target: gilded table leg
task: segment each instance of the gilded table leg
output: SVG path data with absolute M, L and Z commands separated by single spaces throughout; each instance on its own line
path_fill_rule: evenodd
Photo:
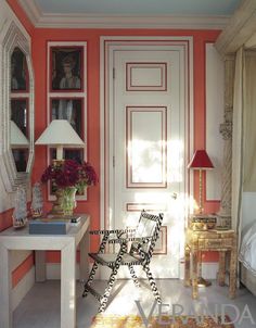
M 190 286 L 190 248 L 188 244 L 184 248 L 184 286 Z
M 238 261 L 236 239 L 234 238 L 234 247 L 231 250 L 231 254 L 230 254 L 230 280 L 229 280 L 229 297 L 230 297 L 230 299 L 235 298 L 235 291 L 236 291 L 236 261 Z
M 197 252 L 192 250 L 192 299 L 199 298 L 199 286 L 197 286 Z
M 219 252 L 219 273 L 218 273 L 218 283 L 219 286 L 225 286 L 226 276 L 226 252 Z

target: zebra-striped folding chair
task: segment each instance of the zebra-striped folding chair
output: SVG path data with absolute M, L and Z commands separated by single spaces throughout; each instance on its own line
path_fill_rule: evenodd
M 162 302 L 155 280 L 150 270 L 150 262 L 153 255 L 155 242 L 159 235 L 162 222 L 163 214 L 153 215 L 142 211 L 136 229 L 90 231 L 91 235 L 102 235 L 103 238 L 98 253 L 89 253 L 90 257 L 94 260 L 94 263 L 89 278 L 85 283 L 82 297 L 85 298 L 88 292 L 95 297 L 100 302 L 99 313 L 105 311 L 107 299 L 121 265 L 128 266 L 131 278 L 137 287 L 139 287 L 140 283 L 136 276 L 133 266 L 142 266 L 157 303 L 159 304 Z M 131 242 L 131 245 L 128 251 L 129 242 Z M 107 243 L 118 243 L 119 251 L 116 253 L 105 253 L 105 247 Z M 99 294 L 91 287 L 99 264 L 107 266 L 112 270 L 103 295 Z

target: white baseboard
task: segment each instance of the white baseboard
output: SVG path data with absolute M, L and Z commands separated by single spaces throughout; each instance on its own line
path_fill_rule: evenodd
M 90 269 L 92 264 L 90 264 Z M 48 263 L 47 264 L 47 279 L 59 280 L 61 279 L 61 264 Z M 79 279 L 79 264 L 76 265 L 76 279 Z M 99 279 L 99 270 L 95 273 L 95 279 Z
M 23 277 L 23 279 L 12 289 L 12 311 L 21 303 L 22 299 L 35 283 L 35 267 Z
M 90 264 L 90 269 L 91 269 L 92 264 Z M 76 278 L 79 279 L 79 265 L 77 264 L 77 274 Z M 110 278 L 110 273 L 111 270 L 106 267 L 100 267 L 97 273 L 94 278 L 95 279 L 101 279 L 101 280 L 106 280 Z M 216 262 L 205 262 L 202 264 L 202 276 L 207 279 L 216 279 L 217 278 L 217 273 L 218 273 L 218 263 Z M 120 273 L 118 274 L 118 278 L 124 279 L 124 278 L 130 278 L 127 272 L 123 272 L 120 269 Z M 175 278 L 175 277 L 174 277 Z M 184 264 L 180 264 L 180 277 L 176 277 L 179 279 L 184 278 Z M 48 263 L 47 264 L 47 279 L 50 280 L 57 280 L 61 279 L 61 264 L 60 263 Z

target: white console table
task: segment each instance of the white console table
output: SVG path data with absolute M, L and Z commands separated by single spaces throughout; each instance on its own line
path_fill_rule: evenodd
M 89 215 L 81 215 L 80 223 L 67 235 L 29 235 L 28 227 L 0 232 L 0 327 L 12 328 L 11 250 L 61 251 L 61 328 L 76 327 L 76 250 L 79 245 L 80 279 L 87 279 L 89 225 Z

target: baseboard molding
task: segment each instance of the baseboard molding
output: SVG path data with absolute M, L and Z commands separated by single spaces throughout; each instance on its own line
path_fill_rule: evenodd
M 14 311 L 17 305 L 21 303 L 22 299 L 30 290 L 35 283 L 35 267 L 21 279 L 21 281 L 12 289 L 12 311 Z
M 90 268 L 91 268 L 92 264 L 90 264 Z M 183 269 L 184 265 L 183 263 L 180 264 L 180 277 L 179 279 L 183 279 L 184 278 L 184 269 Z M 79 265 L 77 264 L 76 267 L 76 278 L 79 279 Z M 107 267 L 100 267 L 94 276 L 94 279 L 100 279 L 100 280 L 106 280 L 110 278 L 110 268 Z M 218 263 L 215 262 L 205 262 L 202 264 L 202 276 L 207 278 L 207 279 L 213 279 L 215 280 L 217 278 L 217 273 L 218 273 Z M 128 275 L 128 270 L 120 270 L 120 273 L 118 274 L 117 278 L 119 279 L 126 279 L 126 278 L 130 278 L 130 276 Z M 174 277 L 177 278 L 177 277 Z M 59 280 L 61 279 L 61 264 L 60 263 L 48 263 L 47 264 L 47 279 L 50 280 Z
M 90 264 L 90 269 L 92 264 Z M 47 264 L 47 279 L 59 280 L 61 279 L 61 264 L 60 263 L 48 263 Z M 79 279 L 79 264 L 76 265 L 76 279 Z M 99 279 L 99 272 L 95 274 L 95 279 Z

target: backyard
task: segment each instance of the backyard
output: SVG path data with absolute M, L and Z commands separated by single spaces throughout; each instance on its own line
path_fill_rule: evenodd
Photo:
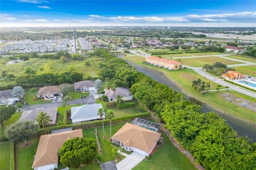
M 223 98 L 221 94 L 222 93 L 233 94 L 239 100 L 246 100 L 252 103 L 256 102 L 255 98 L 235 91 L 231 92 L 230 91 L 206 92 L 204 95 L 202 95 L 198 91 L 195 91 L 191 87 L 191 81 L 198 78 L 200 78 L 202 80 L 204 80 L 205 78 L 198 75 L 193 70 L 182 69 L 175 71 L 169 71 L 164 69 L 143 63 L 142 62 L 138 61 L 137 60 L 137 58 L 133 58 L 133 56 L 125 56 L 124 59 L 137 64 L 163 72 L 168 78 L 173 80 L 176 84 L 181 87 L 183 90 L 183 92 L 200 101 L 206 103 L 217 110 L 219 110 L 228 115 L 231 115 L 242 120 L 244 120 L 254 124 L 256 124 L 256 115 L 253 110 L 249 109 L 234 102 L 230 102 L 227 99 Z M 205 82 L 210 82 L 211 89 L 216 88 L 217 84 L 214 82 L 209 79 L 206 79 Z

Task prompt -
Reproduce the part of the material that begins with the line containing "target: baseboard molding" and ends with the line containing "M 90 264 L 90 269 L 92", both of those lines included and every line left unchanged.

Final result -
target: baseboard molding
task: segment each instance of the baseboard molding
output: SVG path data with absolute M, L and Z commands separated by single spaces throughout; each instance on its own line
path_fill_rule: evenodd
M 14 311 L 17 305 L 21 303 L 22 299 L 30 290 L 35 283 L 35 267 L 21 279 L 21 281 L 12 289 L 12 311 Z
M 90 268 L 91 268 L 92 264 L 90 264 Z M 183 269 L 184 265 L 183 263 L 180 264 L 180 277 L 179 279 L 183 279 L 184 278 L 184 269 Z M 79 265 L 77 264 L 76 267 L 76 278 L 79 279 Z M 107 267 L 100 267 L 94 276 L 94 279 L 100 279 L 100 280 L 106 280 L 110 278 L 110 268 Z M 218 263 L 215 262 L 205 262 L 202 264 L 202 276 L 207 278 L 207 279 L 213 279 L 215 280 L 217 278 L 217 273 L 218 273 Z M 128 275 L 128 270 L 120 270 L 120 273 L 118 274 L 117 278 L 119 279 L 126 279 L 126 278 L 130 278 L 130 276 Z M 174 277 L 177 278 L 177 277 Z M 59 280 L 61 279 L 61 264 L 60 263 L 48 263 L 47 264 L 47 279 L 50 280 Z
M 90 264 L 90 269 L 92 264 Z M 47 264 L 47 279 L 59 280 L 61 279 L 61 264 L 60 263 L 48 263 Z M 79 279 L 79 264 L 76 265 L 76 279 Z M 99 279 L 99 272 L 95 274 L 95 279 Z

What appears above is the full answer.